• Tasks for this exercise:
1. Using the vaccine cold chain text below, decide whether each statement agrees with it: (a) Operation Warp Speed aims to have 300 million doses produced by January 2021; (b) regional warehouses are set up to give the vaccine to people; (c) smaller clinics and pharmacies have specialized cold storage facilities. Answer yes or no for each and quote the deciding words.
2. Repeat word for word the part of the vaccine cold chain text that begins at the words containing "Pfizer, BioNTech, and" and stops after "high-stakes vaccination effort.".

Pfizer, BioNTech, and other companies whose vaccine candidates require very cold storage say they are already preparing for this challenge, investing in freezers, transportation, and temperature-tracking devices. But with so many moving parts, there’s a lot that can go wrong. With recent struggles in the United States to maintain adequate supply chains for Covid-19 tests, masks, and personal protective equipment, the concern is that the same mistakes could be repeated in a high-stakes vaccination effort.
While full approval of a Covid-19 vaccine may still be months away, the foundation for getting it to people has to be laid now.
The vaccine cold chain, explained
Getting a vaccine through clinical trials and approved by the Food and Drug Administration is a tedious, expensive, and time-consuming process. But it’s not the finish line for a Covid-19 immunization campaign. It’s just one of the first hurdles.
“There’s almost an assumption that once a vaccine is created and approved, then everyone is healthy and fine, but the operational component is pretty complex,” said Caesar Djavaherian, an ER physician and chief clinical innovation officer at Carbon Health. “We’ve never tried to administer vaccines to 100 million Americans in a short period of time.”
To prepare for that, Covid-19 vaccine production is already underway. The idea is that once a vaccine does get the green light, doses are ready to roll out right away. Operation Warp Speed, the $10 billion US government vaccine development effort, is aiming to have 300 million doses of a Covid-19 vaccine produced by January 2021.
But at that point, vaccines have to go from factories to shipping facilities to trucks to hospitals, clinics, and pharmacies, and, eventually, into the arms of people — all while without budging from narrow, specific temperature ranges.
This series of handoffs under strict temperature controls is known as the cold chain. It’s this chain — between the manufacturer and the clinic — that represents one of the biggest challenges of the vaccine distribution effort, and each step could potentially become a weak link.
It’s particularly challenging because vaccines are only manufactured in a handful of facilities around the world, demanding a sprawling international network of transportation and storage sites in order to get immunizations to wherever they’re needed.
Many major hospitals may have the specialized cold storage facilities needed to stockpile vaccines, but smaller clinics and pharmacies don’t. And even some of the big hospitals may not have the specialized ultra-cold freezers needed to store a vaccine like the one developed by Pfizer and BioNTech, especially in large quantities.
That’s why vaccines are typically sent from factories to regional warehouses. These facilities often have sophisticated freezers for long-term storage, as well as a reliable electricity supply and backup generators. They aren’t set up to administer the vaccine to people, however, so the vials still have to be delivered to the final users.

Photo-based referring expression data:
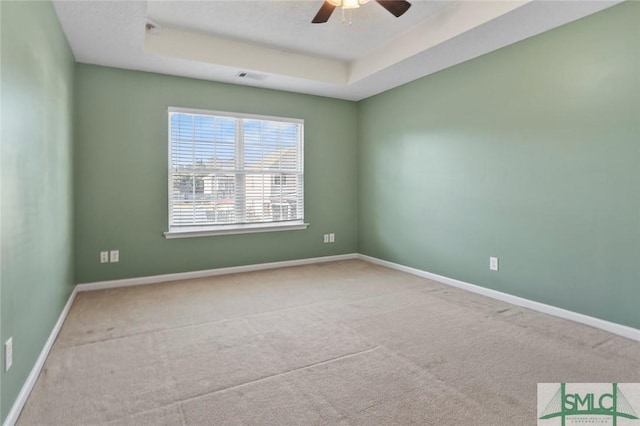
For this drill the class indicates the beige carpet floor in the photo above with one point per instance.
(344, 343)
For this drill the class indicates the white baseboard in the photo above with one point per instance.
(619, 329)
(13, 415)
(101, 285)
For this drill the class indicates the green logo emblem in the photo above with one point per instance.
(588, 403)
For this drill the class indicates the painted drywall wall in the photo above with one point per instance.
(121, 175)
(531, 154)
(36, 170)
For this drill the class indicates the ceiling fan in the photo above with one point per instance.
(395, 7)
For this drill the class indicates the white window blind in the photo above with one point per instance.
(229, 171)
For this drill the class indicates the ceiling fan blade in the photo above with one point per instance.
(396, 7)
(324, 13)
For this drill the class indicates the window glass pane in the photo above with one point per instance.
(226, 170)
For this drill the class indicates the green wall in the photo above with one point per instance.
(36, 188)
(121, 175)
(530, 153)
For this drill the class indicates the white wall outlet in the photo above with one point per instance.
(8, 354)
(493, 263)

• Per-task answers:
1.
(a) Yes: "is aiming to have 300 million doses of a Covid-19 vaccine produced by January 2021"
(b) No: "They aren’t set up to administer the vaccine to people"
(c) No: "Many major hospitals may have the specialized cold storage facilities needed to stockpile vaccines, but smaller clinics and pharmacies don’t."

2.
Pfizer, BioNTech, and other companies whose vaccine candidates require very cold storage say they are already preparing for this challenge, investing in freezers, transportation, and temperature-tracking devices. But with so many moving parts, there’s a lot that can go wrong. With recent struggles in the United States to maintain adequate supply chains for Covid-19 tests, masks, and personal protective equipment, the concern is that the same mistakes could be repeated in a high-stakes vaccination effort.